- [Stated problem 1]
Using the Ozone Wireless text, answer these:
(a) In what year was the company founded?
(b) What is its IMSI network code?
(c) Who is listed as the owner?
- [Stated problem 2]
Extract the passage of the Ozone Wireless text starting at "Defunct Barbadian telecommunications" and ending at "(international: +1 246 697).".
- [Stated problem 3]
Write what comes next in the Ozone Wireless text, picking up after its final sentence.
>> Begin Excerpt
Ozone Wireless
- Company type: Private
- Industry: Telecommunications
- Founded: 2011
- Headquarters: Manor Lodge at Green Hill; (Bridgetown Metropolitan area), St. Michael, Barbados
- Products: Mobile telephony & Wireless Broadband internet(4G & LTE Fixed and Mobile) services.
- Owner: Lester Edwards, CEO
- Number of employees: 11-50
- Website: https://www.ozonewireless.com/

= Ozone Wireless =

Defunct Barbadian telecommunications provider

Ozone Wireless, or Ozone, was a Barbadian mobile network operator and telecommunications company founded in 2011. Ozone was one of three major mobile operators in the country.

== Network information ==
The IMSI - Network Code of Ozone is 342-800 and the MSISDN Network Codes are: 695 (international: +1 246 695), 696 (international: +1 246 696) and 697 (international: +1 246 697).
>> End Excerpt
>> Begin Data
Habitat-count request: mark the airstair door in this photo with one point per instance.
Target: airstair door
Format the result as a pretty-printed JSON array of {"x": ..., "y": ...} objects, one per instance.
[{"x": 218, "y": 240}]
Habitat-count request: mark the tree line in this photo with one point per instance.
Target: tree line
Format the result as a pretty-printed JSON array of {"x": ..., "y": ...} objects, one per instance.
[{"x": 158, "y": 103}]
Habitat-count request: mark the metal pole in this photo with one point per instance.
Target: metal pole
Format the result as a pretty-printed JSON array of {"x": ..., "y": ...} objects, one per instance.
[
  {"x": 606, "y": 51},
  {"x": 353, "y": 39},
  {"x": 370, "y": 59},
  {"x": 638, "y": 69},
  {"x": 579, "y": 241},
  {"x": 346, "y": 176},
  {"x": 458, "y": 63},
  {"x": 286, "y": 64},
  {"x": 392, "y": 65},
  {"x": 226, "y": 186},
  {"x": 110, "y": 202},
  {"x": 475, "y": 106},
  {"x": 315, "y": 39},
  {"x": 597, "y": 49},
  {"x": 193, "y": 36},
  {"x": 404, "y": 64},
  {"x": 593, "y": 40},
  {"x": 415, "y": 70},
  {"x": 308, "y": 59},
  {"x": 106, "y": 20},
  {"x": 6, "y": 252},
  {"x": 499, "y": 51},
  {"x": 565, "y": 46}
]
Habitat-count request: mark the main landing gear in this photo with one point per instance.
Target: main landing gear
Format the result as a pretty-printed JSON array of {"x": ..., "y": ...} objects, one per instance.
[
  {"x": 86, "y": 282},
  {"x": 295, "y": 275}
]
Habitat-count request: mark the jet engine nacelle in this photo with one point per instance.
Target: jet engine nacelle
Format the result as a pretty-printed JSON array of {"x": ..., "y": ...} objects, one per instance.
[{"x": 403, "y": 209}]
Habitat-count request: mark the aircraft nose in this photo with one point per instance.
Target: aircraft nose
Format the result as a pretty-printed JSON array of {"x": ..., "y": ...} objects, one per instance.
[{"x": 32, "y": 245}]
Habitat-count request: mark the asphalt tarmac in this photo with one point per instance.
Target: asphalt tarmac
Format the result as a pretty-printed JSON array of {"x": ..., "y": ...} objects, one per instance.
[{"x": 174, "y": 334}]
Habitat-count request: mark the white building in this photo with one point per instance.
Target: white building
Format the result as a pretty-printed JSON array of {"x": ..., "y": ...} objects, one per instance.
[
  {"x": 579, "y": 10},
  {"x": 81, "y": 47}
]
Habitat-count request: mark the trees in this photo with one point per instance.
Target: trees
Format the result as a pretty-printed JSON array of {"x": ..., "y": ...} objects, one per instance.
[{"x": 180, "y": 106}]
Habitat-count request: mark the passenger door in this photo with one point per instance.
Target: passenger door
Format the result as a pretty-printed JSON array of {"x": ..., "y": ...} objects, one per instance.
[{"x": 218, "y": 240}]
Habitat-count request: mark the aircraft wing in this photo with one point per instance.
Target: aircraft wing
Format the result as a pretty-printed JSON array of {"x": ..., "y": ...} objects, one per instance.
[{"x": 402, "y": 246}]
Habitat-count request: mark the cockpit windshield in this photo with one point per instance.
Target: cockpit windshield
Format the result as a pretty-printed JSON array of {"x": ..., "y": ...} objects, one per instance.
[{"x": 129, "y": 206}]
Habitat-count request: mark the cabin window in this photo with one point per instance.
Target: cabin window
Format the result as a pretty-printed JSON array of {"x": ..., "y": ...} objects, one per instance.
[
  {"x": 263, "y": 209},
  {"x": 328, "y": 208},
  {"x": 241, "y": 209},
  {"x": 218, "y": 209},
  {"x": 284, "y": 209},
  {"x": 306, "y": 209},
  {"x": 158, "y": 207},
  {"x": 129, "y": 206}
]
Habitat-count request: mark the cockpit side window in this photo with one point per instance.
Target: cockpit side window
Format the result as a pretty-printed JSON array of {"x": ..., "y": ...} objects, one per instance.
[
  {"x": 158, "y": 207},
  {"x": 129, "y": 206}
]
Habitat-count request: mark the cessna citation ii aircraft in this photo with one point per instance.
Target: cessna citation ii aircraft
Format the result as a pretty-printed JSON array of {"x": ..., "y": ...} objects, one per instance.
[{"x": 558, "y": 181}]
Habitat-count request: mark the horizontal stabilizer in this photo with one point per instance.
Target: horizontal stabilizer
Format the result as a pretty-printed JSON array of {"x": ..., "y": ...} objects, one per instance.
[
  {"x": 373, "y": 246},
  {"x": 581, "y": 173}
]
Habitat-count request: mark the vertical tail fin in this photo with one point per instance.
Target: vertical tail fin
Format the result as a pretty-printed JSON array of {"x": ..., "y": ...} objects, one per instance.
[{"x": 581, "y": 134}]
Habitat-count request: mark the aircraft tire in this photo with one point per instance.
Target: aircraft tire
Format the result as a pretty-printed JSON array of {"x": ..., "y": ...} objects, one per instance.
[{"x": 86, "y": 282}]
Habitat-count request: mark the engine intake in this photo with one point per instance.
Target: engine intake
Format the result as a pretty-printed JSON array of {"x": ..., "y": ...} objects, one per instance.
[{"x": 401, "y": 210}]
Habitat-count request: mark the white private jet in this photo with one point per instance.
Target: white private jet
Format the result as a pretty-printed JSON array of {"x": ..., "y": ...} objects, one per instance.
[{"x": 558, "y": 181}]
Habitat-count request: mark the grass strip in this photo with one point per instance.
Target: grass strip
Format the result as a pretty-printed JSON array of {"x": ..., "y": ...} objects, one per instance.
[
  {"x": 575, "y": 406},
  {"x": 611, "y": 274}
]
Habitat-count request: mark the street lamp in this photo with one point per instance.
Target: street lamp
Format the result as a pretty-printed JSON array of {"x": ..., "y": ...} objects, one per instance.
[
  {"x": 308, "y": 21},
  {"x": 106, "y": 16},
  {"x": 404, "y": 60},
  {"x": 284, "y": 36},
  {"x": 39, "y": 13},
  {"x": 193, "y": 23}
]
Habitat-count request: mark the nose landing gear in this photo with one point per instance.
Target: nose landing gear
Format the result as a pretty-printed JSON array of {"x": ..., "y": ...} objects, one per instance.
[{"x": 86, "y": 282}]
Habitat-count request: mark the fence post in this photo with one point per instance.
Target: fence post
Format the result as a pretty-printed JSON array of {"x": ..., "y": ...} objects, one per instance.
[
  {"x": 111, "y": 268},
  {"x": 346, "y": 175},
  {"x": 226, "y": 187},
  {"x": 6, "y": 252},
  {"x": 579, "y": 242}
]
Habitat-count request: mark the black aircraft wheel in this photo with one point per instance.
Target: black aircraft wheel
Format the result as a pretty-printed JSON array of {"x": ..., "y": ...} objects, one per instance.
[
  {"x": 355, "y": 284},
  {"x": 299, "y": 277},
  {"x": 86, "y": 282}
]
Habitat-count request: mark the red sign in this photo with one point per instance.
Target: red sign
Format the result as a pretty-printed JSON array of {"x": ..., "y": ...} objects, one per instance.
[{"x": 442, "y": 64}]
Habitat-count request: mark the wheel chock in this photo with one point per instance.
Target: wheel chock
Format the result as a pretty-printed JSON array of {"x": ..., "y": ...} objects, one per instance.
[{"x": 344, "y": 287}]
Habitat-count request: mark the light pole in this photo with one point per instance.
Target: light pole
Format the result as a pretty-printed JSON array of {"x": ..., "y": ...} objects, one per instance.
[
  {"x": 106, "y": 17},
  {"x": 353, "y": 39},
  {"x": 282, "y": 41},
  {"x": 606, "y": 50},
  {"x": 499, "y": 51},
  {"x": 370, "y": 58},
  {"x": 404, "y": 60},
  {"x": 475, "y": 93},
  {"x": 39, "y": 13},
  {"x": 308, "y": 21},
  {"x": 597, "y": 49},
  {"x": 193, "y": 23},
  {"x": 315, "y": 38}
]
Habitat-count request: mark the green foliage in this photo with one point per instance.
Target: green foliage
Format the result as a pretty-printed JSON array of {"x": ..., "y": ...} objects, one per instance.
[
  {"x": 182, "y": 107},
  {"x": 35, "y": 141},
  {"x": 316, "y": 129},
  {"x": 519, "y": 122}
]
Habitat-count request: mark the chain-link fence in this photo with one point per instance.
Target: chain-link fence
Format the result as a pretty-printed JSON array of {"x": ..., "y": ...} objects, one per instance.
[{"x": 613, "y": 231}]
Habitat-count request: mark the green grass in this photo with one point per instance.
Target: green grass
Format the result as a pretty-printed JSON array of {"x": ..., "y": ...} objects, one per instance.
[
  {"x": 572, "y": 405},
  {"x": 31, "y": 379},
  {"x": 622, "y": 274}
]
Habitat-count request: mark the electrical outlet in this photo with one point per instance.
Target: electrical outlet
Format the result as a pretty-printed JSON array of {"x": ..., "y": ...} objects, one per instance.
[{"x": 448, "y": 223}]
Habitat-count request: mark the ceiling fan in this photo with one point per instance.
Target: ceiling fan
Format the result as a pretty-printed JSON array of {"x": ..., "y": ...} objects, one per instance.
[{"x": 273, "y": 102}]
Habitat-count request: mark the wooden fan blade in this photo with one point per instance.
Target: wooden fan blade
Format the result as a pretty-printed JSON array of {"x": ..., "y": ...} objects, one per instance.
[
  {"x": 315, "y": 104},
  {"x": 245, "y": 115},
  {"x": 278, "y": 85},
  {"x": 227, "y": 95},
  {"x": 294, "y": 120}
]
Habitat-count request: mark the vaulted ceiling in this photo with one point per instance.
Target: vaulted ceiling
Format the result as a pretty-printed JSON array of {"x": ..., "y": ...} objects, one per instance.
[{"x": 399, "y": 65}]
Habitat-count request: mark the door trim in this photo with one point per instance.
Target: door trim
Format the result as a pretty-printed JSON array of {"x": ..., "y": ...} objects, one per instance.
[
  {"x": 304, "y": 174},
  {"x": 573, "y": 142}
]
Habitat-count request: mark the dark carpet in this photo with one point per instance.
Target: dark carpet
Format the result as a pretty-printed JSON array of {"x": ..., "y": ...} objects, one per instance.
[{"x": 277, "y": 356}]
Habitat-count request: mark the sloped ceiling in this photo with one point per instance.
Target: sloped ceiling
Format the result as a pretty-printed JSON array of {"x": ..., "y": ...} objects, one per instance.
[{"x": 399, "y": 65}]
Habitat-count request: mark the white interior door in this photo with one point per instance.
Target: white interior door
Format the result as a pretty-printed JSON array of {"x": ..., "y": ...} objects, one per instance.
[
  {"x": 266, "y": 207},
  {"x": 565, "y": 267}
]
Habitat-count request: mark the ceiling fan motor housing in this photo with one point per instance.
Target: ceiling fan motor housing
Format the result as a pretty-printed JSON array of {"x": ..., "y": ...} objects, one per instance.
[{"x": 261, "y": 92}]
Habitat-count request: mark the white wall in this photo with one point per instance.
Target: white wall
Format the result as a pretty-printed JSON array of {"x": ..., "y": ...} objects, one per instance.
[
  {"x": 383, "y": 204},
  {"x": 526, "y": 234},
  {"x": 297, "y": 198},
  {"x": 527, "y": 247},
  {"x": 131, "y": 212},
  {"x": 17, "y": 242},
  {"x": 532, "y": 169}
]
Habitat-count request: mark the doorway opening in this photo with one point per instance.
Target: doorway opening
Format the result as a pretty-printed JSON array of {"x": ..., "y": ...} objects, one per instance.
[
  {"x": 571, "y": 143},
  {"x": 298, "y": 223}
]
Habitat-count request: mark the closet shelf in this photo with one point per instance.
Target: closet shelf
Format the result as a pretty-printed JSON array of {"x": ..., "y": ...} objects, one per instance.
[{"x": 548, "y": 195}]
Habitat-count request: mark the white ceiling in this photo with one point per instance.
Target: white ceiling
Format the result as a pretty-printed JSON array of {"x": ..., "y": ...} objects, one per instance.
>> End Data
- [Final answer 1]
(a) 2011
(b) 342-800
(c) Lester Edwards, CEO

- [Final answer 2]
Defunct Barbadian telecommunications provider

Ozone Wireless, or Ozone, was a Barbadian mobile network operator and telecommunications company founded in 2011. Ozone was one of three major mobile operators in the country.

== Network information ==
The IMSI - Network Code of Ozone is 342-800 and the MSISDN Network Codes are: 695 (international: +1 246 695), 696 (international: +1 246 696) and 697 (international: +1 246 697).

- [Final answer 3]
Through colocation agreements, and organic growth the company started with an LTE network to provide service across the island of Barbados. The company has deployed a 4G LTE network on Band 13, providing peak data rates of up to 50 Mbit/s.

== Services ==
Ozone, offers its customers: post and pre-paid subscription packages, SMS / MMS, international wifi only roaming, voicemail, mobile hotspots.

== Smartphones ==
As of 2018 Ozone Wireless offers the following smartphones for use on its network.
- Apple iPhone (several models)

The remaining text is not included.